__Data shown__.
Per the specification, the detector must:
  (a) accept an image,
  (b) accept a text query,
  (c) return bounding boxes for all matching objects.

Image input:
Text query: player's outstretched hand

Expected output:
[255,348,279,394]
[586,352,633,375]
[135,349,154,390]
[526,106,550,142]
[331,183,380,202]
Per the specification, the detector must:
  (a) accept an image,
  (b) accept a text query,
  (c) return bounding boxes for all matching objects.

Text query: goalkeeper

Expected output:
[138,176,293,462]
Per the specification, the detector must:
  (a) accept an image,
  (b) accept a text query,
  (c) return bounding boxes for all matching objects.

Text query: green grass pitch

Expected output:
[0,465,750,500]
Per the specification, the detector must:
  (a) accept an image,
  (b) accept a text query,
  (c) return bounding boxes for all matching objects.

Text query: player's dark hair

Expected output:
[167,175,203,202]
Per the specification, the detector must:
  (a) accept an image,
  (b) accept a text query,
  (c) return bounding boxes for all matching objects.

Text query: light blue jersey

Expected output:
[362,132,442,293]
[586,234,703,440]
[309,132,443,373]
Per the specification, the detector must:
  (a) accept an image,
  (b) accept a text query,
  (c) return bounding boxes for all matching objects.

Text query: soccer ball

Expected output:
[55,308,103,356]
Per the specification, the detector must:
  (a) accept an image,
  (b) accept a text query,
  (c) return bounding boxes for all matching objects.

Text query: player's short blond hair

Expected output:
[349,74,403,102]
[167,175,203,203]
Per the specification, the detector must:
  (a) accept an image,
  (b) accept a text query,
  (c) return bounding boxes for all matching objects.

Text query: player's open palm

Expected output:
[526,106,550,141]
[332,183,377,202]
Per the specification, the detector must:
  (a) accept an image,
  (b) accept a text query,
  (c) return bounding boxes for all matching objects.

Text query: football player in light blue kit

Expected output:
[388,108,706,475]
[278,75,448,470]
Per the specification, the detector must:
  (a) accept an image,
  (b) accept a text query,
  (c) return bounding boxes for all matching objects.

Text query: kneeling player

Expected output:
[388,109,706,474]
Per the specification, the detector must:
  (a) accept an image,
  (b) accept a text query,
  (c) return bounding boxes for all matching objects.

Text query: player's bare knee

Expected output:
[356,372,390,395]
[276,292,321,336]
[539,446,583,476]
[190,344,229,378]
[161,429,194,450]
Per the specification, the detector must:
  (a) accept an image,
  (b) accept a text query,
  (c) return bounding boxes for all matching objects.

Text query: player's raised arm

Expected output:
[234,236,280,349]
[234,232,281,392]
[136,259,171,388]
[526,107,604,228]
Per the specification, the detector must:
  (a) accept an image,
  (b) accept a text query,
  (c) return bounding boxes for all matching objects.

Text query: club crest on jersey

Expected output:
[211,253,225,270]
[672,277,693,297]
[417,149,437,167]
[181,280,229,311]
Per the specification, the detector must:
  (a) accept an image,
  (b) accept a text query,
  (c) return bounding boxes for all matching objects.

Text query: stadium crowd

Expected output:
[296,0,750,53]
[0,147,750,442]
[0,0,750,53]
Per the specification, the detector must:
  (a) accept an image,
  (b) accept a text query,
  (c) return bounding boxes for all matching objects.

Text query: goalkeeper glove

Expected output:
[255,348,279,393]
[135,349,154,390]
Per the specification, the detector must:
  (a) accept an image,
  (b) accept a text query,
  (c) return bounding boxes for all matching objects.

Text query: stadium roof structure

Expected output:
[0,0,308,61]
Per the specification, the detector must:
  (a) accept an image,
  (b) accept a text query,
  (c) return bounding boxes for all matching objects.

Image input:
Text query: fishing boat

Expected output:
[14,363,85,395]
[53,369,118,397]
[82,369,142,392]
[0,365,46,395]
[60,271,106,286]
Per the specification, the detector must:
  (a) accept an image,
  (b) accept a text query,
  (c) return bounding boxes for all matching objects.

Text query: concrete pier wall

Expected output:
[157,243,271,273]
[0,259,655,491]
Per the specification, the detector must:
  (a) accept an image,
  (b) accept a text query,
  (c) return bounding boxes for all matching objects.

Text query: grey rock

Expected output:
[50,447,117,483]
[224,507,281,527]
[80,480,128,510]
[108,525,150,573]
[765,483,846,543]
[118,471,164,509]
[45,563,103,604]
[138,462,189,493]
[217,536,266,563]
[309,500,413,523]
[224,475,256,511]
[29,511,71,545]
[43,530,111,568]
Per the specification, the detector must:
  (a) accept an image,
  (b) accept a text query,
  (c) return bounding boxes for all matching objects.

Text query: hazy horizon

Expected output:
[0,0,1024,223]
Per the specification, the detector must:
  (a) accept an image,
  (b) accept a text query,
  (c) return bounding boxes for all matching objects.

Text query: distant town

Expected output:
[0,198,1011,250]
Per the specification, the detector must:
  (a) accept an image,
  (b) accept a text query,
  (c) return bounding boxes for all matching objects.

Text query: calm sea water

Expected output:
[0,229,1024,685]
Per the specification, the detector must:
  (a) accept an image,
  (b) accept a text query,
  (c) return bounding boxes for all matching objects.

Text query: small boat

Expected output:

__Written instruction__. Convert every line of the records above into a JSON list of strings, with one string per line and blank lines omitted.

__Exercise solution__.
[
  "Per the specification, the detector must:",
  "  (a) accept an image,",
  "  (b) accept a text query,",
  "  (c) return bounding boxes for all matching objects.",
  "Image input:",
  "Text query: player's outstretched hand",
  "Expected output:",
  "[255,348,279,394]",
  "[586,352,633,375]",
  "[135,349,154,390]",
  "[526,106,550,142]",
  "[331,183,380,202]",
  "Per the specification, the detector must:",
  "  (a) accept an image,",
  "  (b) accept a text query,",
  "  (c) return bounding boxes for all matching objects.",
  "Text query: goalkeeper",
  "Expected output:",
  "[138,176,293,462]",
  "Per the specification, the detector must:",
  "  (a) accept an image,",
  "  (b) accept a text query,",
  "  (c) return bounding boxes for all matching objects.",
  "Text query: green grass pitch",
  "Expected output:",
  "[0,465,750,500]",
  "Per the specification, the detector must:",
  "  (a) accept an image,",
  "  (b) accept a text query,",
  "  (c) return bounding boxes for all matching objects.",
  "Text query: player's dark hair",
  "Expected output:",
  "[167,175,203,202]",
  "Per the specification, the detector must:",
  "  (a) accept an image,",
  "  (b) accept a text query,",
  "  (c) return bounding boxes for all matching objects.",
  "Text query: light blue jersey",
  "Expected output:",
  "[362,132,442,293]",
  "[586,234,703,440]",
  "[309,132,443,373]",
  "Per the specification, the detector must:",
  "  (a) accept an image,",
  "  (b) accept a text query,",
  "  (c) return bounding boxes for all matching objects.",
  "Text query: soccer ball",
  "Expected output:",
  "[55,308,103,356]",
  "Per the specification, the detector must:",
  "  (a) accept an image,",
  "  (b) accept a text query,",
  "  (c) return bounding boxes for all matching objects.",
  "Text query: player's short blond hair",
  "Expected output:",
  "[349,74,403,102]",
  "[167,175,203,203]",
  "Per the specification, the detector must:",
  "  (a) accept an image,",
  "  (b) accept a text query,",
  "  (c) return bounding boxes for all matching objects.",
  "Text query: player's open palm",
  "Expected output:",
  "[526,106,550,141]",
  "[332,183,377,202]",
  "Per the specification, the detector must:",
  "  (a) accept an image,",
  "  (b) accept a text query,",
  "  (c) return bounding boxes for all matching objects.",
  "Text query: football player in light blue kit",
  "Expected output:",
  "[388,108,706,475]",
  "[278,75,448,470]",
  "Per the specification, the detector must:",
  "  (a) accept an image,",
  "  (b) accept a text query,",
  "  (c) return bounding boxes for all matching objects.",
  "Text query: kneeling player",
  "Expected output:",
  "[388,109,706,474]",
  "Per the specification, the detector must:",
  "  (a) accept an image,",
  "  (b) accept a text query,",
  "  (c) return bounding boxes for all matching objects.",
  "Text query: player's bare knee",
  "Expected output:",
  "[356,372,390,395]",
  "[276,292,321,336]",
  "[539,446,583,476]",
  "[190,344,229,378]",
  "[161,429,194,450]",
  "Per the specification, the detector must:",
  "  (a) accept an image,",
  "  (b) accept a text query,",
  "  (c) return bounding boxes for all matching objects.",
  "Text query: player's raised arm",
  "Expected output:",
  "[234,236,280,349]",
  "[234,232,281,392]",
  "[136,259,171,388]",
  "[526,107,604,228]",
  "Per the specification, the detector must:",
  "  (a) accept an image,",
  "  (b) accept a text query,",
  "  (c) return bounding boxes for all matching objects.",
  "Text query: club crest on jersey",
  "Expected output:",
  "[211,253,225,270]",
  "[672,277,693,297]",
  "[417,149,437,167]",
  "[181,280,229,311]",
  "Per the specification, the detector must:",
  "  (a) accept an image,",
  "  (b) accept a text query,",
  "  (c) return bounding boxes for all matching objects.",
  "Text query: stadium crowd",
  "Expected output:",
  "[296,0,750,53]",
  "[0,147,750,442]",
  "[0,0,750,53]",
  "Per the specification, the detector must:",
  "  (a) accept an image,",
  "  (b) accept a text query,",
  "  (c) return bounding boxes for all matching objects.",
  "Text query: goalkeeper glove",
  "Expected output:",
  "[255,348,279,393]",
  "[135,349,154,390]",
  "Per the specification, the detector must:",
  "  (a) accept an image,",
  "  (b) accept a text query,",
  "  (c) return bounding boxes for all matching objects.",
  "Text query: stadium roof structure",
  "Expected output:",
  "[0,0,308,61]",
  "Per the specification, the detector must:",
  "  (a) accept an image,",
  "  (b) accept a text query,",
  "  (c) return bounding boxes for all matching objects.",
  "Image input:",
  "Text query: fishing boat",
  "Expected output:",
  "[14,363,85,395]",
  "[53,369,118,397]",
  "[82,369,142,392]",
  "[0,365,46,395]",
  "[60,271,106,286]",
  "Per the specification, the detector must:",
  "  (a) accept an image,",
  "  (b) accept a text query,",
  "  (c) return bounding boxes for all matching objects.",
  "Text query: concrete pier wall",
  "Expected output:",
  "[157,243,271,273]",
  "[0,259,655,491]",
  "Per the specification, the detector must:",
  "  (a) accept an image,",
  "  (b) accept a text query,",
  "  (c) return bounding boxes for all matching objects.",
  "Text query: grey rock",
  "Expected output:",
  "[50,447,117,483]",
  "[224,507,281,527]",
  "[80,480,128,510]",
  "[108,525,150,573]",
  "[765,483,846,543]",
  "[118,471,164,509]",
  "[45,563,103,604]",
  "[138,462,189,493]",
  "[217,536,266,563]",
  "[309,500,413,523]",
  "[224,475,256,511]",
  "[29,511,71,545]",
  "[43,530,111,568]",
  "Per the specification, the detector must:",
  "  (a) accept an image,",
  "  (b) accept a text query,",
  "  (c) return bounding boxes for all matching objects.",
  "Text query: hazy horizon",
  "Expected output:",
  "[0,0,1024,223]",
  "Per the specification, the detector must:",
  "  (a) accept an image,",
  "  (b) accept a text query,",
  "  (c) return bounding boxes for all matching objects.",
  "Text query: distant town",
  "Expected output:",
  "[0,198,1011,250]",
  "Per the specification, the detector must:",
  "  (a) accept an image,",
  "  (b) accept a text query,",
  "  (c) return bounding boxes for all matching objects.",
  "Text query: calm sea water",
  "Expected output:",
  "[0,229,1024,685]",
  "Per the specification, the detector must:",
  "  (a) accept an image,",
  "  (b) accept a text query,",
  "  (c) return bounding boxes for all matching objects.",
  "Text query: small boat",
  "Expected output:"
]